■ **Written tasks**:
(a) Answer these questions using the theater review:
(i) In what year did "A Chorus Line" originally open?
(ii) At which theatre is "Company" currently in previews?
(iii) Which character does Heather Laws play?
(b) Reproduce the theater review from "Although most Sondheim" to "soon as possible.", renaming "Sondheimites" as "Sondheim enthusiasts".

-- START OF Text provided --

Monday, November 27, 2006

Broadway is Not Dead Yet: "Company" and "A Chorus Line" are Both Worth Reviving

Reports of Broadway's death have been greatly exaggerated for years. In "A Chorus Line," which originally opened in 1975, the characters discuss whether or not Broadway is dying ("I hope not," one character replies, "I just got here.") Thirty years later, people are still going on about the death of Broadway, complaining that the only shows on Broadway are revivals or musicals based on movies. But some musicals do bear revisiting. Maybe it's too soon for "Les Miserables," which only closed 3 years ago, but "Company" and "A Chorus Line," both from the 70s, were about due for another look.

Stephen Sondheim's "Company" is currently in previews at the Ethel Barrymore Theatre and will open on November 29. The original production ran from 1970 to 1972 and it had a brief revival in 1995.

Although "Company" was written in the 70s, it does not feel dated. The subject matter of a bachelor, Bobby, with married friends trying to set him up is relevant in any time period. The problems that the couples have in their relationships and the loneliness Bobby feels is also timeless. The Dolce and Gabbana suits hint that the story has been placed in the present time, but the musical does not require being grounded in a specific time. The place is slightly more important, as it would be hard to imagine the upper middle-class urbanites living anywhere but Manhattan.

As in most Sondheim shows (he wrote the music and the lyrics), there is not much of a linear storyline. The individual scenes and what they reveal about human nature are much more important than the plot.

Such a show lends itself to John Doyle's direction. Last year Doyle revived another Sondheim show, "Sweeney Todd," and had the cast double as the orchestra, which earned him critical praise as well as a Tony. This technique works just as well here, as does the minimalist set (the major set piece is a piano). The musical does not require anything but gifted actors to deliver Sondheim's thought-provoking score, which this show definitely has.

Even the most accomplished singers will probably tell you that Sondheim music, characterized by its complex changes and intricate harmonies, is not easy to perform. The 14-member cast had the added difficulty of switching between multiple instruments. Actors sang while playing the violin or moved across the stage with a double bass with relative ease. The cast is such a talented entity that it is hard to pick out a few of the performers, but it makes sense to start with Raul Esparza, who plays Bobby.

This is the show that is supposed to turn Esparza into a star, and it's about time. Broadway fans have adored him for years. Although he lucked out in that he doesn't have to play any instruments except the piano in one scene, he doesn't work any less hard. He puts everything he has into the emotionally-charged finale, "Being Alive." He is so charismatic that it is easy to see why all the characters love him and his performance has Tony written all over it. There was a fascinating profile on him in the New York Times, which suggested that many elements of the play hit close to home and makes his performance that much more powerful and real.

Heather Laws as Amy does well with the difficult impossibly fast-paced, "Getting Married Today." She also plays french horn, trumpet, and flute. Barbara Walsh as Joanne, looking like Bebe Neuwirth but far more talented, would make Elaine Stritch proud with her biting rendition of "The Ladies Who Lunch."

Although most Sondheim fans are familiar with the music from "Company," many, especially the younger generations, have never had a chance to see the show. The revival allows fans to hear the music in its context. The past several Sondheim revivals have not had long runs, so Sondheimites would do well to see it as soon as possible.

-- END OF Text provided --
-- START OF Raw records --

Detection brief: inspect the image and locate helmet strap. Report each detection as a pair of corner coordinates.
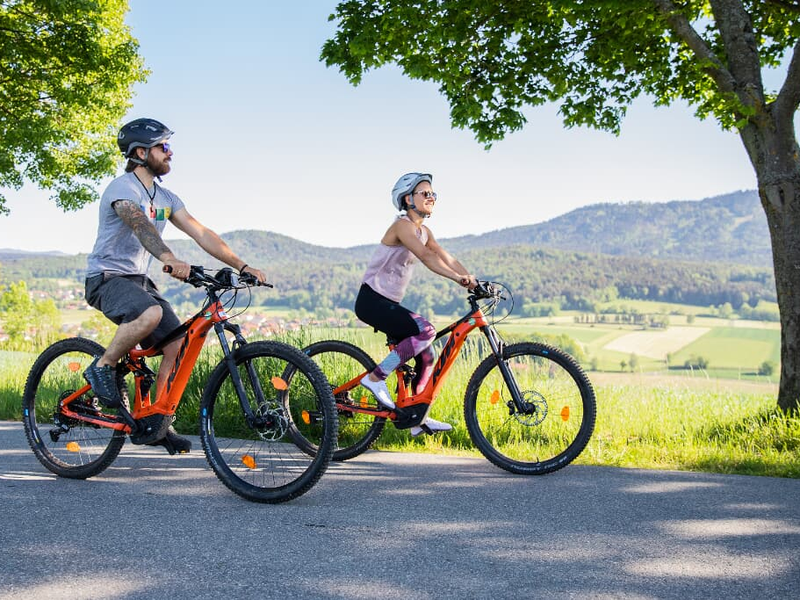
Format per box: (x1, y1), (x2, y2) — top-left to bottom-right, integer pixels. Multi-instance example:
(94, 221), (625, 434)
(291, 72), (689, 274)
(128, 146), (162, 181)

-- END OF Raw records --

■ **Results in order**:
(a)
(i) 1975
(ii) The Ethel Barrymore Theatre
(iii) Amy

(b)
Although most Sondheim fans are familiar with the music from "Company," many, especially the younger generations, have never had a chance to see the show. The revival allows fans to hear the music in its context. The past several Sondheim revivals have not had long runs, so Sondheim enthusiasts would do well to see it as soon as possible.